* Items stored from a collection
╔══

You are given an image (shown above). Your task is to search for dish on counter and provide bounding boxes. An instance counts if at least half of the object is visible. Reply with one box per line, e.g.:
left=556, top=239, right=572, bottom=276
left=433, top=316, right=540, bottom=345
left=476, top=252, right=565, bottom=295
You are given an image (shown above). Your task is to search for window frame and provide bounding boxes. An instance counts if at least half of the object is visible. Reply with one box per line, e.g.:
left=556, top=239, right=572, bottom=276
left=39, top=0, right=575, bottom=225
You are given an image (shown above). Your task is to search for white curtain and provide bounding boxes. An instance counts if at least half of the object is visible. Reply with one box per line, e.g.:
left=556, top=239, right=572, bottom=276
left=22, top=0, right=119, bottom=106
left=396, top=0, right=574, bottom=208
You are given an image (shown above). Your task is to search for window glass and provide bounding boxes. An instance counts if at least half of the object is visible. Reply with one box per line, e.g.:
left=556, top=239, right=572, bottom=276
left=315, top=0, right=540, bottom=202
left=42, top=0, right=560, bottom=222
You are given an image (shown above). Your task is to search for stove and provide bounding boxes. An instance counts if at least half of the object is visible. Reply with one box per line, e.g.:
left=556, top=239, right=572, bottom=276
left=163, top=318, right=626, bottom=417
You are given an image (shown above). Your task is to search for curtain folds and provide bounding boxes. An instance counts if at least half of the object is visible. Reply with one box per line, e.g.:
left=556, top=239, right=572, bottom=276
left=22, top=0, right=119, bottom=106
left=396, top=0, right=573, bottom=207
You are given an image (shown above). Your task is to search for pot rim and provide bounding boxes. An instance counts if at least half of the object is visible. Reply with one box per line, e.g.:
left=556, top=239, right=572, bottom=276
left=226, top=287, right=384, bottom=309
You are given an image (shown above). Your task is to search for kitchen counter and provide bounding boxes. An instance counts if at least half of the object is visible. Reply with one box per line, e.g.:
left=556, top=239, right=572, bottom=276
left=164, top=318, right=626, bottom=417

╚══

* What you need to do
Retype every one of the records above verbatim, line for line, without altering any character.

* Exercise solution
You are given an image (shown above). Your task is to search for dish on counter and provide bounding boxes. An instance counts if at least half of the object is visible. Reply with one box per line, e.g.:
left=556, top=239, right=572, bottom=276
left=433, top=316, right=540, bottom=345
left=476, top=252, right=565, bottom=295
You are given an image (shown above). Your task is to search for window frame and provide bounding boxes. An instance counts if at least half of the object is visible. Reply with one box per line, e.g.:
left=556, top=239, right=572, bottom=276
left=39, top=0, right=575, bottom=225
You are given an image (shown above). Your task is to search for white curtain and provide bounding boxes. An instance counts if at least half of the object is visible. Reply with one box per line, e.g.:
left=556, top=239, right=572, bottom=276
left=22, top=0, right=119, bottom=106
left=396, top=0, right=574, bottom=208
You are given an image (shown above). Your task is to search for window glass and provide bounding boxes. An instance counts if at least half of the object is visible. Reply with one box per line, e.g.:
left=556, top=239, right=572, bottom=276
left=315, top=0, right=540, bottom=202
left=42, top=0, right=560, bottom=222
You are given an image (shown above). Your task is to search for stove and provide bounding boxes. An instance counts if at least half of the object is visible. Reply with one box per line, e.g.:
left=556, top=239, right=572, bottom=276
left=163, top=318, right=626, bottom=417
You are given an image (shown above). Your task is to search for curtain folds and provide bounding boxes. An instance counts if at least half of the object is visible. Reply with one box per line, e.g.:
left=556, top=239, right=572, bottom=276
left=22, top=0, right=119, bottom=106
left=396, top=0, right=573, bottom=207
You are given an image (shown above). Your task is to search for pot rim and provide bounding boxes. An instance counts if at least half of the object is visible. Reply with one box per line, e.g.:
left=556, top=239, right=572, bottom=276
left=226, top=287, right=384, bottom=309
You are given an image (shown above). Your task is to search for kitchen counter and provide bounding boxes. An instance counts if at least half of the object is visible. Reply with one box per line, e.g.:
left=556, top=239, right=572, bottom=276
left=164, top=318, right=626, bottom=417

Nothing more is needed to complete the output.